**Exercise set:**
(1) Translate this sentence from the passage on life after bladder removal below into Spanish: "There is no benefit in silence or shame."
(2) Answer these from the passage on life after bladder removal below:
(a) In what year did Gail Cartmail get her bladder cancer diagnosis?
(b) What kind of seats does she book at entertainment venues?
(c) Which group does she call an invaluable resource for newcomers?

Gail Cartmail received her bladder cancer diagnosis in 2020, the same year as public figures like Tracey Emin, and faced the prospect of removing her bladder entirely—a surgery that transforms daily life in ways most people never consider. Yet five years later, she swims year-round, walks outdoors, and lives without despair. Her message to others facing the same procedure is quietly radical: life after bladder removal is manageable, and it saves your life.
The emotional weight of such surgery is real. A urostomy—the creation of a surgically constructed opening to redirect urine—requires profound adjustment. Cartmail doesn't minimize this. What she does instead is dismantle the shame and secrecy that can surround it, offering practical wisdom born from her own experience. She speaks of the physical constraints: bladder bags have considerably less capacity than a natural bladder, which means the world's chronic shortage of public toilets becomes a genuine navigation puzzle. But this is solvable. She maps alternatives, carries spare kits, and follows the detailed advice of stoma nurse specialists—trained professionals whose guidance helps prevent leaks and maintain dignity.
What emerges from Cartmail's account is less a tragedy narrative and more a blueprint for adaptation. Entertainment venues have become allies; she books end-of-row seats with easy toilet access. The Urostomy Association, she notes, is an invaluable resource brimming with practical information for newcomers to this experience. These are the unglamorous details that mean everything to someone newly navigating life with an external bladder bag.
But the deepest shift Cartmail describes is social, not physical. She credits openness—genuine conversation with colleagues, friends, family, and even strangers when necessary—as "massively beneficial." There is no benefit in silence or shame. Explaining that wearing a bladder on the outside requires adjustments, she insists, is nothing to be embarrassed about. This stance challenges the stigma that often surrounds ostomy surgery, particularly in cultures where bodily functions remain taboo topics. By speaking plainly about her experience, Cartmail models a kind of radical normalcy.

**Dataset section:**
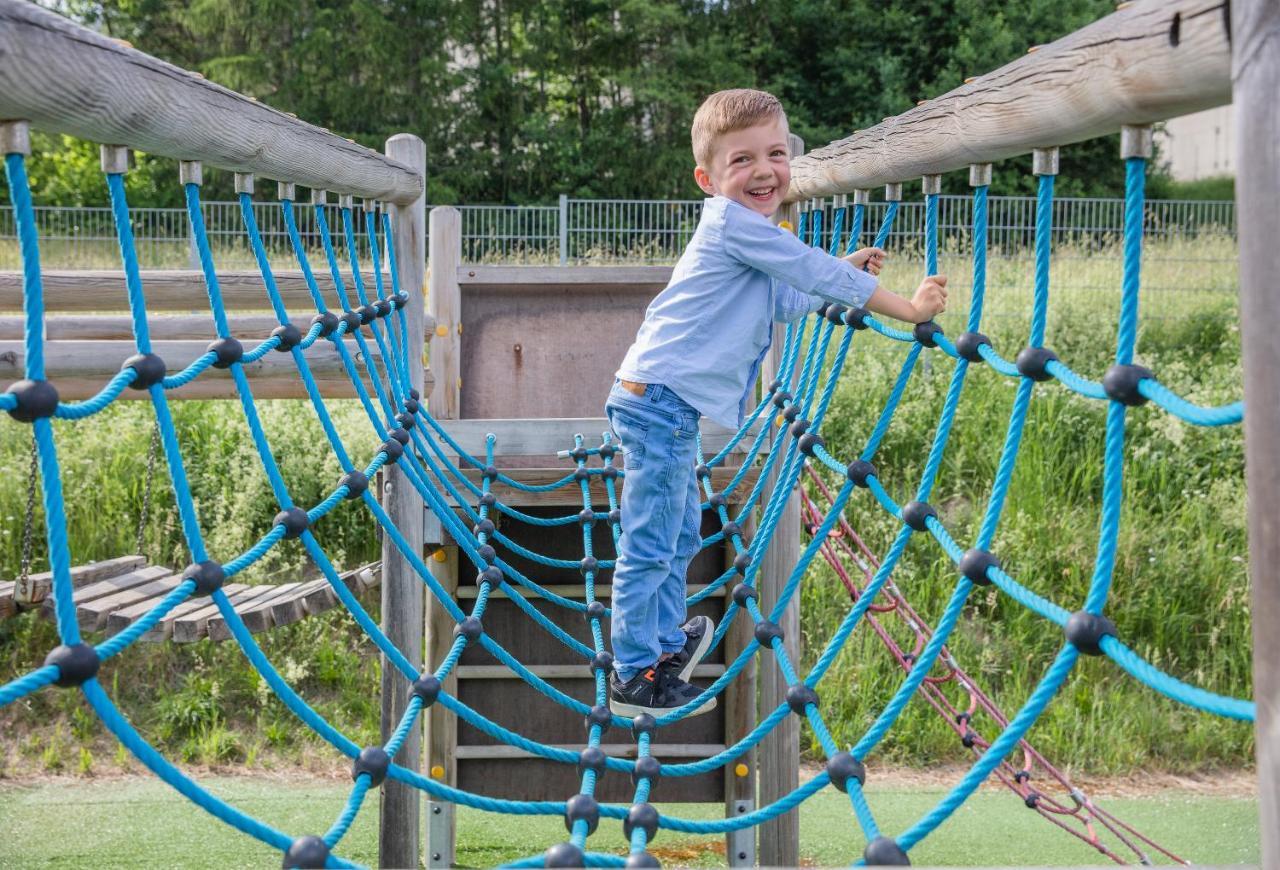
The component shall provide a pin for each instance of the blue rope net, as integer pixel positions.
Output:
(405, 433)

**Solutions by task:**
(1) No hay ningún beneficio en el silencio ni en la vergüenza.

(2)
(a) 2020
(b) End-of-row seats with easy toilet access
(c) The Urostomy Association